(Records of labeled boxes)

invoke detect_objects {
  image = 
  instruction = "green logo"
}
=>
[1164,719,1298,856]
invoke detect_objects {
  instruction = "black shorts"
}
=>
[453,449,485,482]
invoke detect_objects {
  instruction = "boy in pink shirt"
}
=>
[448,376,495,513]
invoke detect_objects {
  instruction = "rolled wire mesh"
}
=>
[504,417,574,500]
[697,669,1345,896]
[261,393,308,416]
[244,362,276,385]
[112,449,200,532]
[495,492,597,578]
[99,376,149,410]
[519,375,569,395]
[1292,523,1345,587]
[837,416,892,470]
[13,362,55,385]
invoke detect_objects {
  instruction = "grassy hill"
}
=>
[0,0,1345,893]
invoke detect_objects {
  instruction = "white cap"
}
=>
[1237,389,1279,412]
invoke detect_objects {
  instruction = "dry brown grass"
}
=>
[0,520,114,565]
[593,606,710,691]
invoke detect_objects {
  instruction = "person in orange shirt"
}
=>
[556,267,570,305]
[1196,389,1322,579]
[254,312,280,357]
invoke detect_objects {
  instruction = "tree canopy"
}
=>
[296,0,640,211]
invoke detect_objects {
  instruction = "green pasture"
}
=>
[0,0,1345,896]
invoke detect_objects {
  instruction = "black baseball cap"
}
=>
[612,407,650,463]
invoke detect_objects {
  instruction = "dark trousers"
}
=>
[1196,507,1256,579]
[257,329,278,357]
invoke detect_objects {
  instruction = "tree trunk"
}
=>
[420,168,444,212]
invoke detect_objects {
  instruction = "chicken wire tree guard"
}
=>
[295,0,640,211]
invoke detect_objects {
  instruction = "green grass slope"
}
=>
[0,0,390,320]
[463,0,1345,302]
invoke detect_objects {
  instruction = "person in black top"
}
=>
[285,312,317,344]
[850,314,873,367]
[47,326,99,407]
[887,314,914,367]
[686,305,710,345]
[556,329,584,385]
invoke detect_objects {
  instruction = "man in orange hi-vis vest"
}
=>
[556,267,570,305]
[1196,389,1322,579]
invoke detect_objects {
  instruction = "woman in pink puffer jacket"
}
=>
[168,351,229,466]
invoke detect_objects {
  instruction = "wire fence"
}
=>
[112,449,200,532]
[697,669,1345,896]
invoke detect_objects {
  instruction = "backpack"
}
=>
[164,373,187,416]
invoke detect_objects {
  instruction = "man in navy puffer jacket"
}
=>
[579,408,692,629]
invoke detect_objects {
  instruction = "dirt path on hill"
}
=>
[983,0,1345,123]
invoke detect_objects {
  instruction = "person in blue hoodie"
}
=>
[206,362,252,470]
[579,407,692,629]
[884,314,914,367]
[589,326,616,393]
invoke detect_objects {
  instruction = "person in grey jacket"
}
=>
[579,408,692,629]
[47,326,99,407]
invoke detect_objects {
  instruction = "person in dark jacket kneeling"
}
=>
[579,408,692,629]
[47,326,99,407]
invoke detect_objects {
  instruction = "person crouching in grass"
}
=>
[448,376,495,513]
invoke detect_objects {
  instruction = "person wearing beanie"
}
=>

▶ [CHALLENGE]:
Print all of the data above again, word for word and with nothing changed.

▶ [CORRECT OUTPUT]:
invoke detect_objects {
  image = 
  instruction = "green logo"
}
=>
[1164,719,1298,856]
invoke detect_objects {
  instruction = "black shorts"
}
=>
[453,449,485,482]
invoke detect_objects {
  instruction = "boy in pink shirt"
}
=>
[448,376,495,513]
invoke detect_objects {
  instruction = "rolled wire mesh"
}
=>
[504,417,574,500]
[697,669,1345,896]
[261,393,308,416]
[244,362,276,385]
[112,449,200,532]
[495,492,597,578]
[99,376,149,410]
[519,375,569,395]
[1292,523,1345,587]
[837,416,892,470]
[13,362,55,385]
invoke detect_objects {
  instruction = "grassy hill"
}
=>
[0,0,1345,893]
invoke detect_objects {
  instruction = "white cap"
}
=>
[1237,389,1279,412]
invoke detect_objects {
  instruction = "dry brown grass"
}
=>
[0,520,114,565]
[593,606,710,691]
invoke detect_objects {
  instruction = "person in orange shirt"
}
=>
[556,267,570,305]
[1196,389,1322,579]
[254,312,280,357]
invoke detect_objects {
  instruction = "tree canopy"
}
=>
[296,0,640,211]
invoke detect_objects {
  instruction = "green pasture"
}
=>
[0,0,1345,896]
invoke detect_objects {
  instruction = "black baseball cap"
}
=>
[612,407,650,463]
invoke detect_objects {
  instruction = "dark trousers"
}
=>
[1196,507,1256,579]
[257,329,278,357]
invoke detect_objects {
  instruction = "tree trunk"
}
=>
[420,168,444,212]
invoke detect_objects {
  instruction = "chicken wire tree guard"
}
=>
[295,0,640,211]
invoke detect_objects {
  instruction = "green grass slope"
}
=>
[0,0,390,320]
[463,0,1345,302]
invoke detect_objects {
  instruction = "person in black top"
}
=>
[285,312,317,344]
[850,314,873,367]
[47,326,99,407]
[887,314,914,367]
[686,305,710,345]
[556,329,584,385]
invoke detect_objects {
  instruction = "man in orange hi-vis vest"
}
=>
[556,267,570,305]
[1196,389,1322,579]
invoke detect_objects {
  instruction = "woman in pink puffer jacket"
}
=>
[168,351,229,466]
invoke detect_objects {
  instruction = "wire fence"
}
=>
[112,449,200,532]
[697,669,1345,896]
invoke detect_objects {
  instruction = "backpack"
}
=>
[164,373,187,416]
invoke detect_objects {
  instruction = "man in navy puffer jacket"
}
=>
[579,408,692,629]
invoke detect_objects {
  instruction = "dirt path on hill"
}
=>
[983,0,1345,123]
invoke detect_objects {
  instruction = "person in blue hoodie"
}
=>
[206,362,252,470]
[579,407,692,629]
[884,314,914,367]
[589,326,616,393]
invoke detect_objects {
  instruction = "person in grey jacket"
}
=>
[579,408,692,629]
[47,326,99,407]
invoke detect_objects {
  instruction = "person in dark jacket kneeling"
}
=>
[579,408,692,629]
[47,326,99,407]
invoke detect_objects {
  instruction = "person crouching in grass"
}
=>
[448,376,495,513]
invoke detect_objects {
  instruction = "person wearing beanie"
}
=>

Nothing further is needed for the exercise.